* [REQUEST] Filter the items below, keeping every line that contains the string "vent" and dropping the rest. The match is case-sensitive.

(Point-annotation data)
[Start]

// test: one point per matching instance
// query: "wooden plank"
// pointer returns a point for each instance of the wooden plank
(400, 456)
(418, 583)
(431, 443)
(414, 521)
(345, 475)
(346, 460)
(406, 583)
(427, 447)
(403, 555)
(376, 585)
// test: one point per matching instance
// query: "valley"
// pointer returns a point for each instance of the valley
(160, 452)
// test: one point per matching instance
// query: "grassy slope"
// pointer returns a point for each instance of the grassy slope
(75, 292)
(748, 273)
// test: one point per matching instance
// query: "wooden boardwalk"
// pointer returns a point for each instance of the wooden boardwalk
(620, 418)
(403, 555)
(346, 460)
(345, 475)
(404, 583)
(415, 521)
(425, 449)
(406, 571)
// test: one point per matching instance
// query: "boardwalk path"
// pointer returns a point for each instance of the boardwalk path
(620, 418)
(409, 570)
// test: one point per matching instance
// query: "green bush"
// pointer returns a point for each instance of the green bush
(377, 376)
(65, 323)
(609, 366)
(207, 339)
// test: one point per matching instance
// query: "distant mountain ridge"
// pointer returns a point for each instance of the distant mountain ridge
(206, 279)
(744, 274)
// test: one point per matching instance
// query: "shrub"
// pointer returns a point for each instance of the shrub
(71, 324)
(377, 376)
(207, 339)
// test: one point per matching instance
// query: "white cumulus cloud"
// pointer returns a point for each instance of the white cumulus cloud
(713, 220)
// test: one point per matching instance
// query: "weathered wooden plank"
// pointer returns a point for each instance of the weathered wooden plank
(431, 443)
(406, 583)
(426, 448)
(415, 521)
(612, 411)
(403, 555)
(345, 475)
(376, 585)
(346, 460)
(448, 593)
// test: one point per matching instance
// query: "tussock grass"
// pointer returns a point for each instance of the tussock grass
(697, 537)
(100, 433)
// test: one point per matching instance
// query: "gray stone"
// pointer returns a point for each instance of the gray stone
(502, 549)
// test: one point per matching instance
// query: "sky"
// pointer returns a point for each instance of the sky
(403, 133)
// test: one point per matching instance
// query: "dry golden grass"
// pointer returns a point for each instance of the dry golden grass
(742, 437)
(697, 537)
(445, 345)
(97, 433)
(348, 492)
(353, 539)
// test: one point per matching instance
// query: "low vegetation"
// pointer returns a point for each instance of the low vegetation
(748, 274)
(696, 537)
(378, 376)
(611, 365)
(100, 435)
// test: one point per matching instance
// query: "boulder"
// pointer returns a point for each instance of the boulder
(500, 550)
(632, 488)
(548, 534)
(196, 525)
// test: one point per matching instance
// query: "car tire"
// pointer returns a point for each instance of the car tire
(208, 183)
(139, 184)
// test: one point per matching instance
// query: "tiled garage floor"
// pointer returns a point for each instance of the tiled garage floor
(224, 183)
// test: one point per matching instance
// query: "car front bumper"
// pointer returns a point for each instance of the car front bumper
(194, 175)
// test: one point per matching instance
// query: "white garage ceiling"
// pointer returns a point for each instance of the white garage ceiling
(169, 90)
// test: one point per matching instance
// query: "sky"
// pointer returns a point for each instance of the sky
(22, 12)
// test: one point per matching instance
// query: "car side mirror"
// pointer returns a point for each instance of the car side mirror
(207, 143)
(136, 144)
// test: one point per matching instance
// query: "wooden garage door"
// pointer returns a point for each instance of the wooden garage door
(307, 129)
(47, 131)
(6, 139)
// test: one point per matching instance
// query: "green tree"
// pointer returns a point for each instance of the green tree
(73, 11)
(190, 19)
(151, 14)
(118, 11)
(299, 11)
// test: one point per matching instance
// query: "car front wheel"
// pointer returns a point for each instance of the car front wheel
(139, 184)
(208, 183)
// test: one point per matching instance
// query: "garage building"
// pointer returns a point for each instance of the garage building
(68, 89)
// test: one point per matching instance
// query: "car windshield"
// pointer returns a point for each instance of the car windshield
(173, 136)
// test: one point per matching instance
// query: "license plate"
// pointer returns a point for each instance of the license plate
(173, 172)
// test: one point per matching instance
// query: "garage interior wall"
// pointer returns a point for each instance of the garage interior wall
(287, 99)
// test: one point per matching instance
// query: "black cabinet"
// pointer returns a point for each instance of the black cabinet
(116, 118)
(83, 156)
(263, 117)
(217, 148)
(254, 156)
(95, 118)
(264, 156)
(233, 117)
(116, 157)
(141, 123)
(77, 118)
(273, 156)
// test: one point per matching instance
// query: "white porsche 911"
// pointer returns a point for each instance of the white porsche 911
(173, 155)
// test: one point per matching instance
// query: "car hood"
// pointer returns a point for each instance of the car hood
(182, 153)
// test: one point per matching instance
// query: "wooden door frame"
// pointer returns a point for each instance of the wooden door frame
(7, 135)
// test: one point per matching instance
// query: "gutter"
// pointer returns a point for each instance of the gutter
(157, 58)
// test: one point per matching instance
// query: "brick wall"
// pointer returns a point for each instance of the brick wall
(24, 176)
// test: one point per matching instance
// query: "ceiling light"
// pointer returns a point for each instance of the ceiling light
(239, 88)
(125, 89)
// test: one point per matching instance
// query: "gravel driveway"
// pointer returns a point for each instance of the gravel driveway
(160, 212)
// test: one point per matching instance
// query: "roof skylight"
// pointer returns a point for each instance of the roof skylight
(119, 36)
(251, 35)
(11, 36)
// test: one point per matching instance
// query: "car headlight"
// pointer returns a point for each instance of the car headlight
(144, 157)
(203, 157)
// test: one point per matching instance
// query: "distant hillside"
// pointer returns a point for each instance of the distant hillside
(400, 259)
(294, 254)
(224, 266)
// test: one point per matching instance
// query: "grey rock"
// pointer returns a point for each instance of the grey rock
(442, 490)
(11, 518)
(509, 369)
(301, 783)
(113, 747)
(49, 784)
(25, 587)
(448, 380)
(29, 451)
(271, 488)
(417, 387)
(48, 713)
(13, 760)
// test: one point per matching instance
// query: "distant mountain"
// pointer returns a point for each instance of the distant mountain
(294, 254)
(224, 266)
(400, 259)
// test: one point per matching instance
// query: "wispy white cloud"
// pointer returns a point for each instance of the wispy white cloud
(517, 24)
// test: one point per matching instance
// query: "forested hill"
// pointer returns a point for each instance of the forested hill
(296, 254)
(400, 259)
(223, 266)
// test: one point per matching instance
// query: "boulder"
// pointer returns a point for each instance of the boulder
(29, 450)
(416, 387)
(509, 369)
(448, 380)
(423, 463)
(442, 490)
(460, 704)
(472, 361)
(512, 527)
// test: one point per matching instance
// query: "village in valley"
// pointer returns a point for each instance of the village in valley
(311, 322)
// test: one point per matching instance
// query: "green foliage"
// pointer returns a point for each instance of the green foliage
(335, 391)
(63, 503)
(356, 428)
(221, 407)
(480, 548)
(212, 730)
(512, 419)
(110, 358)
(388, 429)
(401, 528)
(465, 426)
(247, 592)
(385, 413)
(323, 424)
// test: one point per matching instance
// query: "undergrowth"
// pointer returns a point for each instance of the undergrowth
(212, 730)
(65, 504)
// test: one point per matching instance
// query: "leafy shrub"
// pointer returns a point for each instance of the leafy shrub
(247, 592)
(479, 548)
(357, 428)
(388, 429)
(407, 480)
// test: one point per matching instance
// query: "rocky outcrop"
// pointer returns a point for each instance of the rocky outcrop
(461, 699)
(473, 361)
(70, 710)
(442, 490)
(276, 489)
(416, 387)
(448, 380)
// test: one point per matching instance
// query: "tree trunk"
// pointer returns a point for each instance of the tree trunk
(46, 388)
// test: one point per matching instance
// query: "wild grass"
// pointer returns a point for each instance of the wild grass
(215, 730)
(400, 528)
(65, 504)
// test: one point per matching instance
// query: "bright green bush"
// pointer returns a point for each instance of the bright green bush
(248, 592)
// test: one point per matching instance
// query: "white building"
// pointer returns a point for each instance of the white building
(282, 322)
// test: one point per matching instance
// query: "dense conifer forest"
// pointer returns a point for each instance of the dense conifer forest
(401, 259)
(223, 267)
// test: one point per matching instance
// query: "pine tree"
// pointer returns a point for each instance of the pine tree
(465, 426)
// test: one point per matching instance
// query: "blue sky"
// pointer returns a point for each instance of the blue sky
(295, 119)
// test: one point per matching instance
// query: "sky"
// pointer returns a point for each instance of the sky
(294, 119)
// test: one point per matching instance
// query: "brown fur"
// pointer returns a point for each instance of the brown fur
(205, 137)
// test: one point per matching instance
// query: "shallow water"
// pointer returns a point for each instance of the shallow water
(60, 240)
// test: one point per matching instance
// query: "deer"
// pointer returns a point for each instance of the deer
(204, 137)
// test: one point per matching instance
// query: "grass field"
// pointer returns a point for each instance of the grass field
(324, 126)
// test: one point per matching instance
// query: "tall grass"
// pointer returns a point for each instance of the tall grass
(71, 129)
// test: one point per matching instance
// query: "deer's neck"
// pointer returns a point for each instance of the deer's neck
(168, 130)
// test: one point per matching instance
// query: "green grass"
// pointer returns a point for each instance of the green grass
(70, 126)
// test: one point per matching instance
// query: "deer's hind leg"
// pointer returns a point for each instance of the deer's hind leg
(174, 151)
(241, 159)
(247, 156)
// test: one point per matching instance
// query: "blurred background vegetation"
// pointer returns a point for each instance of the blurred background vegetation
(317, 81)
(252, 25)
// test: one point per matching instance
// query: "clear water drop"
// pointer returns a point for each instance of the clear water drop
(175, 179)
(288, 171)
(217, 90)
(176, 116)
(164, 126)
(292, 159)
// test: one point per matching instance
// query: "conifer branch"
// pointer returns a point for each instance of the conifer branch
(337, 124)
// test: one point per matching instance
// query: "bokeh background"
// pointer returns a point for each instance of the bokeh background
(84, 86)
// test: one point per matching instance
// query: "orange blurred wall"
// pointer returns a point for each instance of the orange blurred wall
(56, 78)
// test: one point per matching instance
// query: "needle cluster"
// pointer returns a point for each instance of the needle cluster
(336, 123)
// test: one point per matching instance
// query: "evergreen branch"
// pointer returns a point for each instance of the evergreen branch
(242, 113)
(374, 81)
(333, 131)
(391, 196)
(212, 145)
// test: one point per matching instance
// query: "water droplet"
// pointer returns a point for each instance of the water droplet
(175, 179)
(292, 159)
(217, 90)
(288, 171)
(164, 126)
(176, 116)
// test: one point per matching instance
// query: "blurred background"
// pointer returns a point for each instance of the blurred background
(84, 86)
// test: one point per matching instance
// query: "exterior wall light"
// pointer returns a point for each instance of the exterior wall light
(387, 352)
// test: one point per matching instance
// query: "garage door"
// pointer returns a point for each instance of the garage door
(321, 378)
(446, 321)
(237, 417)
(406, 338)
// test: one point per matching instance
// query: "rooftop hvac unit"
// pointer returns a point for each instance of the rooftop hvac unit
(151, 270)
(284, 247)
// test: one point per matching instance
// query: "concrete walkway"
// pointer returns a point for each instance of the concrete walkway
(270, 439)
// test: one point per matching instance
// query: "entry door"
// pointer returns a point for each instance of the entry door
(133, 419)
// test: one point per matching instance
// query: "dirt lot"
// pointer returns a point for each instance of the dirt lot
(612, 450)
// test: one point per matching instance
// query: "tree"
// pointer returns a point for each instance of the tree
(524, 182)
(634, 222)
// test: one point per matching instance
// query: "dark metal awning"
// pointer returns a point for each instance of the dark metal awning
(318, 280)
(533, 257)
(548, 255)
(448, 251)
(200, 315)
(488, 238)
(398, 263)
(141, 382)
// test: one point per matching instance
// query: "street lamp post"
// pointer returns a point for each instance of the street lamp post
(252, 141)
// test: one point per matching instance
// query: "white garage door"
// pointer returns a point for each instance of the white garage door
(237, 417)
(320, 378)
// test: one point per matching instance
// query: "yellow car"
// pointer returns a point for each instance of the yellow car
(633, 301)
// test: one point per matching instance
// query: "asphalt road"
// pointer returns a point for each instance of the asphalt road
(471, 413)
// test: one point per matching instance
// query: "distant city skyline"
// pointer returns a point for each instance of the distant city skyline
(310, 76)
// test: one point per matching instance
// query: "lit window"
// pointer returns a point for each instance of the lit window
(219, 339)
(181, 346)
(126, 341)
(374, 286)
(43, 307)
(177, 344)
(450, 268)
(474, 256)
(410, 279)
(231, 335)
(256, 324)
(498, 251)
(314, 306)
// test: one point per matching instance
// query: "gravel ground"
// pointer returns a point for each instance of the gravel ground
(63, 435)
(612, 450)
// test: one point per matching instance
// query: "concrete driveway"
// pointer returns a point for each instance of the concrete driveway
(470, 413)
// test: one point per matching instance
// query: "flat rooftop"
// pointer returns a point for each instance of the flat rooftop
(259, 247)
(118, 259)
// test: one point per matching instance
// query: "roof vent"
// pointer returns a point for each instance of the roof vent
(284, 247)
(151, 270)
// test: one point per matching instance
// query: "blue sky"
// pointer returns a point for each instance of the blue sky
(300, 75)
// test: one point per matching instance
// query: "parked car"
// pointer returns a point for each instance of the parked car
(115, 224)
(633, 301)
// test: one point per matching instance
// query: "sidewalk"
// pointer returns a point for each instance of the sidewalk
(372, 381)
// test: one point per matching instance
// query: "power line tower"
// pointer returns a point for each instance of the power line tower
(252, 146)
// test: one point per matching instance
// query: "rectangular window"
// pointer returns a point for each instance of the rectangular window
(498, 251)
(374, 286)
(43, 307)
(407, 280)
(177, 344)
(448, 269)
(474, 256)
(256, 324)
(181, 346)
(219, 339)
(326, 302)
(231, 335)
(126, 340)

[End]

* [TASK SOLUTION]
// query: "roof vent"
// pointer returns a point for each instance of the roof vent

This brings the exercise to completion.